» **Problem to solve**:
Format the lines below as a JSON list of strings, one string per line, with any blank lines omitted.

Entries from a point annotation set

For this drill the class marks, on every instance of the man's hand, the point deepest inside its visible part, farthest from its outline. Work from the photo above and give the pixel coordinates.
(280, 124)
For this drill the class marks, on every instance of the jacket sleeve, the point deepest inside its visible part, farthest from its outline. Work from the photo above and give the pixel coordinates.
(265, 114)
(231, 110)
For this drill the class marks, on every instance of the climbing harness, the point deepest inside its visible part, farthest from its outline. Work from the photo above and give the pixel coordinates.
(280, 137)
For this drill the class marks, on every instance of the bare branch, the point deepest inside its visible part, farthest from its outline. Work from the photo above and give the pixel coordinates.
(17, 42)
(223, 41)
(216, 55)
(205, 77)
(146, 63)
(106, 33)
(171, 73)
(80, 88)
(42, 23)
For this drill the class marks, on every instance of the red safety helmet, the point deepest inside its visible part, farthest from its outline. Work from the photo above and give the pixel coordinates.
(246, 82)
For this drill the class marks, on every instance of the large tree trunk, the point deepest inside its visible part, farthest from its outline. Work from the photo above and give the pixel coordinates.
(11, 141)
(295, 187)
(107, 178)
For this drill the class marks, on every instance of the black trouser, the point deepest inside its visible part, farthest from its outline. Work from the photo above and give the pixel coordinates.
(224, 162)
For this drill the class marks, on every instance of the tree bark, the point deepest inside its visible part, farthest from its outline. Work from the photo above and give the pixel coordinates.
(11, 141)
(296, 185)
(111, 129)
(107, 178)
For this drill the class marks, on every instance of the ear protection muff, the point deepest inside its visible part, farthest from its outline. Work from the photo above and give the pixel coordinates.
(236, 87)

» **Task answer**:
[
  "For this drill the class marks, on every instance of the man's hand, the point deepest inside its visible part, farthest from its outline. Work from the photo above and give the pixel coordinates.",
  "(280, 124)",
  "For this drill the class marks, on every instance of the jacket sleeve, the point deepest inside its visible part, farthest from its outline. Work from the photo above and give the pixel coordinates.",
  "(265, 114)",
  "(231, 110)",
  "For this drill the class marks, on every instance of the climbing harness, the point deepest inside its visible part, farthest from its outline. Work from the photo above and give the pixel coordinates.",
  "(280, 137)",
  "For this drill the class marks, on every instance of the bare branch, the point deepest inside its visible part, farthest from its outline. Work from the photo above and give the pixel coordinates.",
  "(17, 42)",
  "(223, 41)",
  "(216, 55)",
  "(205, 77)",
  "(146, 63)",
  "(106, 33)",
  "(171, 73)",
  "(80, 88)",
  "(42, 23)",
  "For this drill the class marks, on every instance of the red safety helmet, the point deepest inside its visible part, farthest from its outline. Work from the photo above and give the pixel coordinates.",
  "(246, 82)",
  "For this drill the class marks, on every instance of the large tree trunk, the point deepest inside its visible part, farthest from its outline. Work from the photo above and give the pixel coordinates.",
  "(11, 141)",
  "(295, 187)",
  "(107, 178)",
  "For this drill the class marks, on every instance of the black trouser, the point deepest inside its visible part, farthest from its outline. Work from the photo above and give the pixel coordinates.",
  "(224, 162)",
  "For this drill the class marks, on every instance of the tree bark, the point deepest inside its visible part, farthest from its outline. Work from the photo above and give the pixel coordinates.",
  "(11, 141)",
  "(296, 185)",
  "(111, 129)",
  "(107, 178)",
  "For this drill the class marks, on every instance of the ear protection muff, the point deepest inside its visible part, farthest from its outline. Work from the photo above and give the pixel coordinates.",
  "(236, 87)"
]